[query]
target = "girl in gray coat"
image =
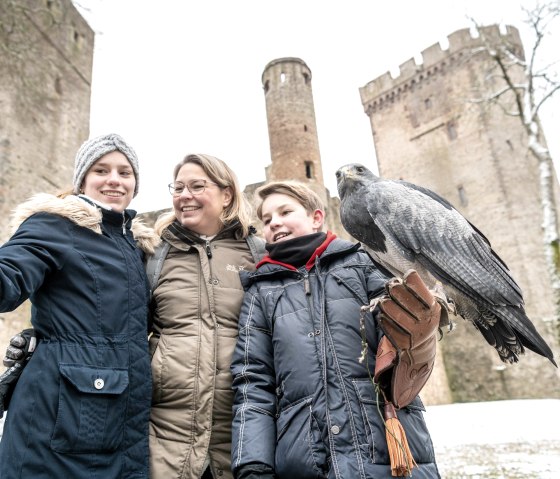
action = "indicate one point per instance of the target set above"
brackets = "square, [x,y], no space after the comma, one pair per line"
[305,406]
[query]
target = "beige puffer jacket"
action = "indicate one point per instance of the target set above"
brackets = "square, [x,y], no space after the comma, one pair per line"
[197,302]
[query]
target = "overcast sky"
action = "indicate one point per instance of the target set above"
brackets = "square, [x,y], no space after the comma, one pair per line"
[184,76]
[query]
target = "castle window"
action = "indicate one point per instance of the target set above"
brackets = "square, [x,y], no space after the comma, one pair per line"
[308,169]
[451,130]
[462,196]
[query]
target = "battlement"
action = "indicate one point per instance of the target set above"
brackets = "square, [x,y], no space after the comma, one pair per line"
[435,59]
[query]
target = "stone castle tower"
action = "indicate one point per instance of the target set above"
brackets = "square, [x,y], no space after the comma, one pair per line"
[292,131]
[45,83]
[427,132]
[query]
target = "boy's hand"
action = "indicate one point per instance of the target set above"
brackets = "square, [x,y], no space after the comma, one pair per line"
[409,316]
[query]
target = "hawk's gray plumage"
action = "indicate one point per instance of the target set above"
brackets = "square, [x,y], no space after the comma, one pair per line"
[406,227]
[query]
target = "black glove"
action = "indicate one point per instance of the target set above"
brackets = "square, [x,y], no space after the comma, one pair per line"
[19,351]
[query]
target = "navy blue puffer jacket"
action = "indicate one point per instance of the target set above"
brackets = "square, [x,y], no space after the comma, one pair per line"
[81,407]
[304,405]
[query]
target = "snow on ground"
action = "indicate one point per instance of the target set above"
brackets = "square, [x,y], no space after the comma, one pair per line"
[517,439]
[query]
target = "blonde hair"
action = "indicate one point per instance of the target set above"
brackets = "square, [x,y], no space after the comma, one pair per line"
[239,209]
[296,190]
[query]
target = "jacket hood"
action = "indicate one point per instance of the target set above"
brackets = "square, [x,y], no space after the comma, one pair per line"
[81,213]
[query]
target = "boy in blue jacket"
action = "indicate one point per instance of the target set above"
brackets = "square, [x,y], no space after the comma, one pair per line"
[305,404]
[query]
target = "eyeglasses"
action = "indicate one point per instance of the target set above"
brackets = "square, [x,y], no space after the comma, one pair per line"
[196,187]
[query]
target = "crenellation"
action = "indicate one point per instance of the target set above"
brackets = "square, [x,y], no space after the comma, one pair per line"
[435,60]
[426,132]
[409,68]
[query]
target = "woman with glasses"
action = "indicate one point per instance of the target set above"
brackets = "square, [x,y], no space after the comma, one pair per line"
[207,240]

§ §

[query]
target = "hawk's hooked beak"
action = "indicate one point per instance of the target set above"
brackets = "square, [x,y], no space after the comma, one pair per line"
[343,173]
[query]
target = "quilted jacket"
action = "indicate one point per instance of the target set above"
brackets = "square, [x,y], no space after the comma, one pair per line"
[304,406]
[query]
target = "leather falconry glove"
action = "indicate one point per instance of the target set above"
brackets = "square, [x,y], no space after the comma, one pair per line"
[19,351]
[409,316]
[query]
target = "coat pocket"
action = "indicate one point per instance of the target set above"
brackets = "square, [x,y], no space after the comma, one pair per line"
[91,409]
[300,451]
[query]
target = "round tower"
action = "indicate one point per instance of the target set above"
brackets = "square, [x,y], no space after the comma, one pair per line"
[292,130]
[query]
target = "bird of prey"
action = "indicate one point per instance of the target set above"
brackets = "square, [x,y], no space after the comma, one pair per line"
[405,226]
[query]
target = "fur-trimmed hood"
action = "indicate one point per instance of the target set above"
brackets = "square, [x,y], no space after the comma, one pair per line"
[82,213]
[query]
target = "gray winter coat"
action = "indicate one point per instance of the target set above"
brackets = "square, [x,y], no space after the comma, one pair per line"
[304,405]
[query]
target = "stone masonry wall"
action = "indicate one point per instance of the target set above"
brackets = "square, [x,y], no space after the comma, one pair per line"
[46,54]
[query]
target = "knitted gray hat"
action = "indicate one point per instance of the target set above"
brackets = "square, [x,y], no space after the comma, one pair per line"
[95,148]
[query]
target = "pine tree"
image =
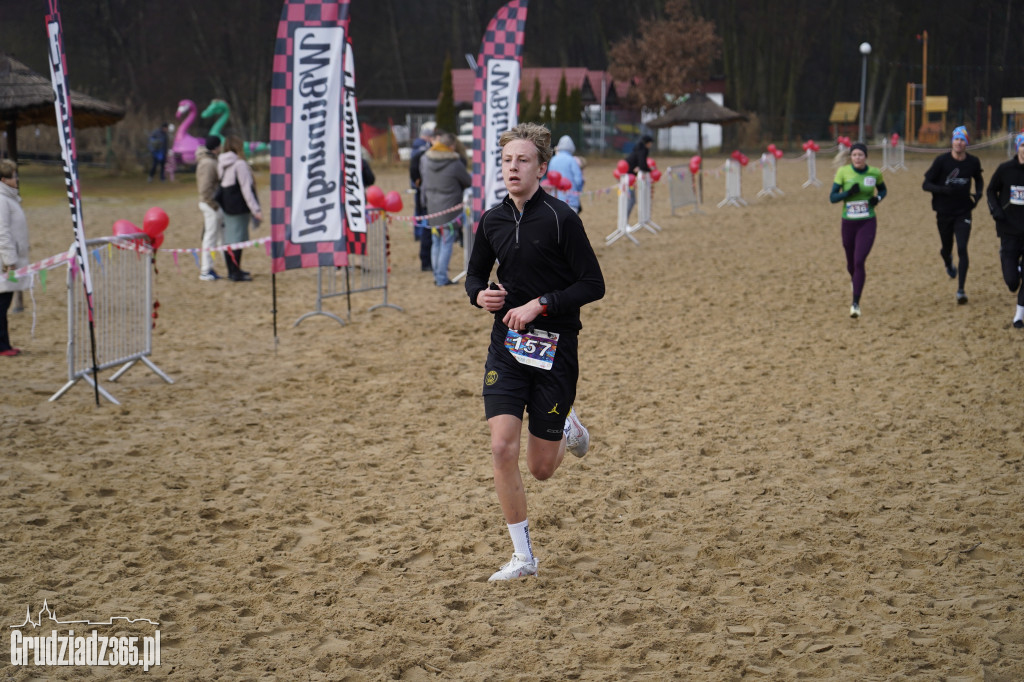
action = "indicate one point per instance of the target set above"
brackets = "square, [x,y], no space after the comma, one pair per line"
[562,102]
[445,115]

§ §

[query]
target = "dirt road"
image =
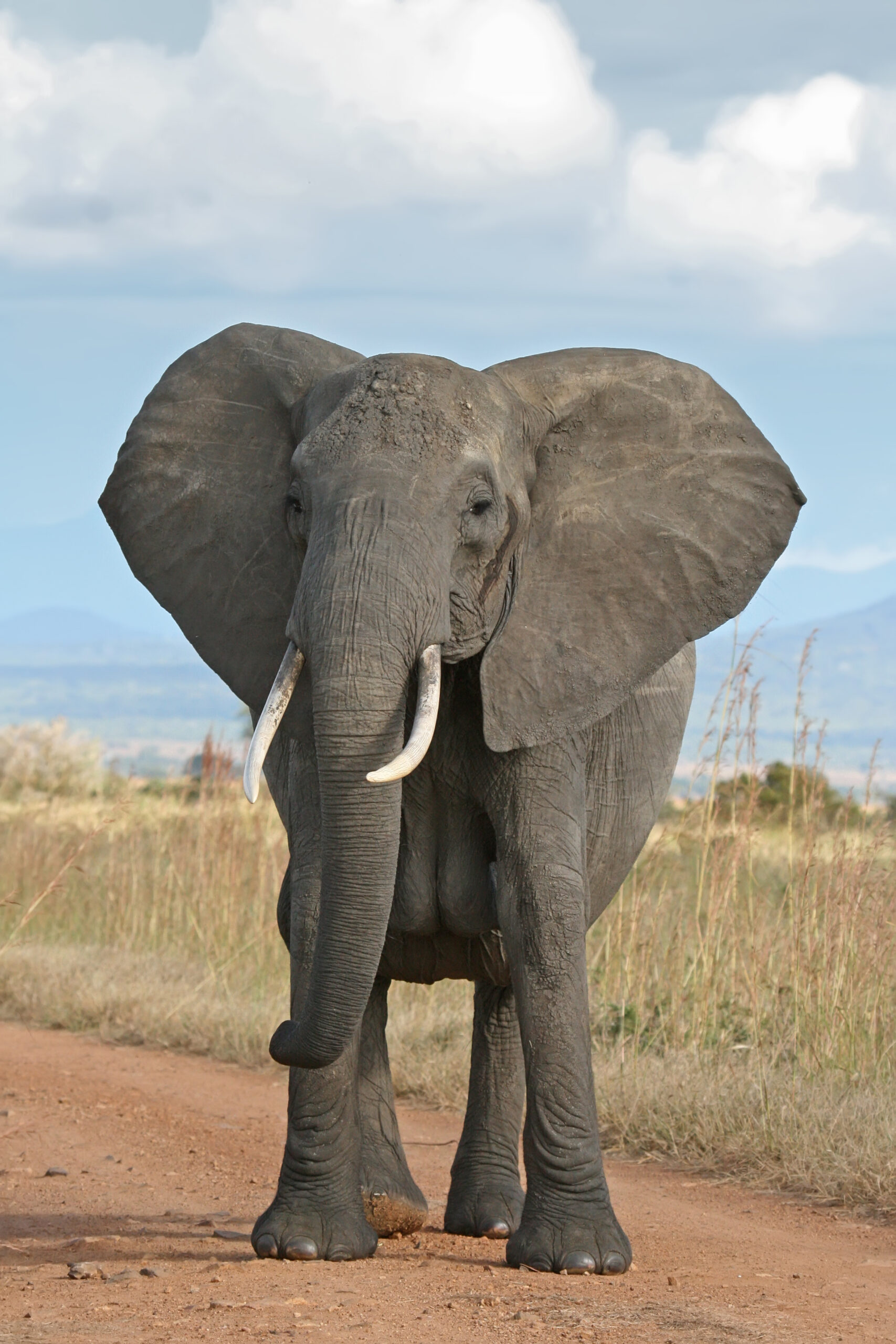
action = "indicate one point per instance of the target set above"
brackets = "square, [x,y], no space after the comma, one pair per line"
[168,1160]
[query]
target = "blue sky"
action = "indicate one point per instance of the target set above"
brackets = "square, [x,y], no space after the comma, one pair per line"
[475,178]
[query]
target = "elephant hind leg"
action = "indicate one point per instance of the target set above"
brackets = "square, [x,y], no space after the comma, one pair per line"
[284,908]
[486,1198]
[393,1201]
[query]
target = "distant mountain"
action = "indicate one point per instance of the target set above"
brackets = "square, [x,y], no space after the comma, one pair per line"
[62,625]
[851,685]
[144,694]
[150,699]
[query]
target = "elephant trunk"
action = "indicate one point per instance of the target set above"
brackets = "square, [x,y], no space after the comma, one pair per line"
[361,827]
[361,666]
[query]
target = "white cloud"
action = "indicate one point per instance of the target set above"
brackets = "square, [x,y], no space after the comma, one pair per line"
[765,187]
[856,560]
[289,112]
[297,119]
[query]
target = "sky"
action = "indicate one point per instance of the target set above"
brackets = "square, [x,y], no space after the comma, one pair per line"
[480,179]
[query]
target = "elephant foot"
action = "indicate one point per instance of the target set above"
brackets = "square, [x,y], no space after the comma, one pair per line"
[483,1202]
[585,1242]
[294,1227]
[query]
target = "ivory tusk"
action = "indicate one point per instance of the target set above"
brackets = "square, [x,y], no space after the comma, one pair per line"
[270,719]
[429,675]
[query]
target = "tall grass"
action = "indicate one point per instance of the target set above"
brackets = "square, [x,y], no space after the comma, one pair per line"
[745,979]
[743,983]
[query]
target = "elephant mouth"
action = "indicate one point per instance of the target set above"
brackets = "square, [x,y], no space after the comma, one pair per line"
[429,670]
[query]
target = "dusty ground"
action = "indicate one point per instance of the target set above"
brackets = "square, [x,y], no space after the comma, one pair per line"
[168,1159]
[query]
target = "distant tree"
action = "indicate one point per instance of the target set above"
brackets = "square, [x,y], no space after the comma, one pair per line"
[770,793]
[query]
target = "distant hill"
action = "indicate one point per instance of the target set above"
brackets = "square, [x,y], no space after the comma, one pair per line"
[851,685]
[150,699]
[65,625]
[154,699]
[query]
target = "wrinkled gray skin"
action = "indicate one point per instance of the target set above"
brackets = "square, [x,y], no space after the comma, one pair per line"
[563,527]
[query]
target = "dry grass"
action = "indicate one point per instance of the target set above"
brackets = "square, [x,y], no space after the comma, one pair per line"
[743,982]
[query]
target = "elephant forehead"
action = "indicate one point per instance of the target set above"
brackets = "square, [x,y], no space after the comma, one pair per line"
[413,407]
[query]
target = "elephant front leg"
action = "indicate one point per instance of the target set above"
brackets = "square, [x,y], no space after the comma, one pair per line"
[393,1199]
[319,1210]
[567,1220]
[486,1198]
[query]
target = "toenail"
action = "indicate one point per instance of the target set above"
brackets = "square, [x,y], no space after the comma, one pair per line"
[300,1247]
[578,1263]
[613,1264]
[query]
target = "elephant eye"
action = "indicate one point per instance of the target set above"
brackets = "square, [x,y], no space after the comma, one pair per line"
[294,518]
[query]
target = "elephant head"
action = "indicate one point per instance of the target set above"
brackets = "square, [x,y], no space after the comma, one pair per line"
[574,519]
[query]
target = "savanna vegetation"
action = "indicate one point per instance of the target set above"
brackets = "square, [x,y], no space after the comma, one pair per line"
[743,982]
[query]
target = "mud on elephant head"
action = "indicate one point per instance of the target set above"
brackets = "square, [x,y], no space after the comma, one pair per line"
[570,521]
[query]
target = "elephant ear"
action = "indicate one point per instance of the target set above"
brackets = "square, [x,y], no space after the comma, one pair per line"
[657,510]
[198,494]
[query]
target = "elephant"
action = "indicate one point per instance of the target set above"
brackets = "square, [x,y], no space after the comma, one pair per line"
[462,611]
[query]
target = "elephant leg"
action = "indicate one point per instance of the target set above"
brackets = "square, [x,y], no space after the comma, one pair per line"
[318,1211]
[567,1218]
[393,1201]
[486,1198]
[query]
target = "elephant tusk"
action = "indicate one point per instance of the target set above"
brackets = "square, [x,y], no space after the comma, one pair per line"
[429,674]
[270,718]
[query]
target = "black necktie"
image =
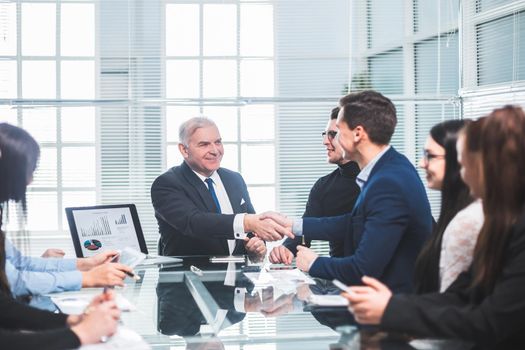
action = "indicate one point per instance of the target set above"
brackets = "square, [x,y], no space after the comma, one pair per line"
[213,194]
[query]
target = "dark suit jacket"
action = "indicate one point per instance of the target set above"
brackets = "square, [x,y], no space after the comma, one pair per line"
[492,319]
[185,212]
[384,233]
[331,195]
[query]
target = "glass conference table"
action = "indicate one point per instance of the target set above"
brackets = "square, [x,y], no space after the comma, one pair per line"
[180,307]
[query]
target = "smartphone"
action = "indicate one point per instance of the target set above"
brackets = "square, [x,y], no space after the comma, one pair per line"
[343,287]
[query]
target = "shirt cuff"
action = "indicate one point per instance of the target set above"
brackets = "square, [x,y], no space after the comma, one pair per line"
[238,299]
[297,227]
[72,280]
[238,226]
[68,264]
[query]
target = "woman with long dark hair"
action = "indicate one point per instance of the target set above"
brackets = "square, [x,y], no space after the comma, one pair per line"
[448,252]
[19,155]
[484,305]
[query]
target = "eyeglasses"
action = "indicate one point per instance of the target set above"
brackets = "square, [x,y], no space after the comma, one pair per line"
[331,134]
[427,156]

§ §

Pick out every line in the listing that contains the word "hood", and copy each one.

*TASK RESPONSE*
target = "jacket hood"
target = "fur-trimmed hood"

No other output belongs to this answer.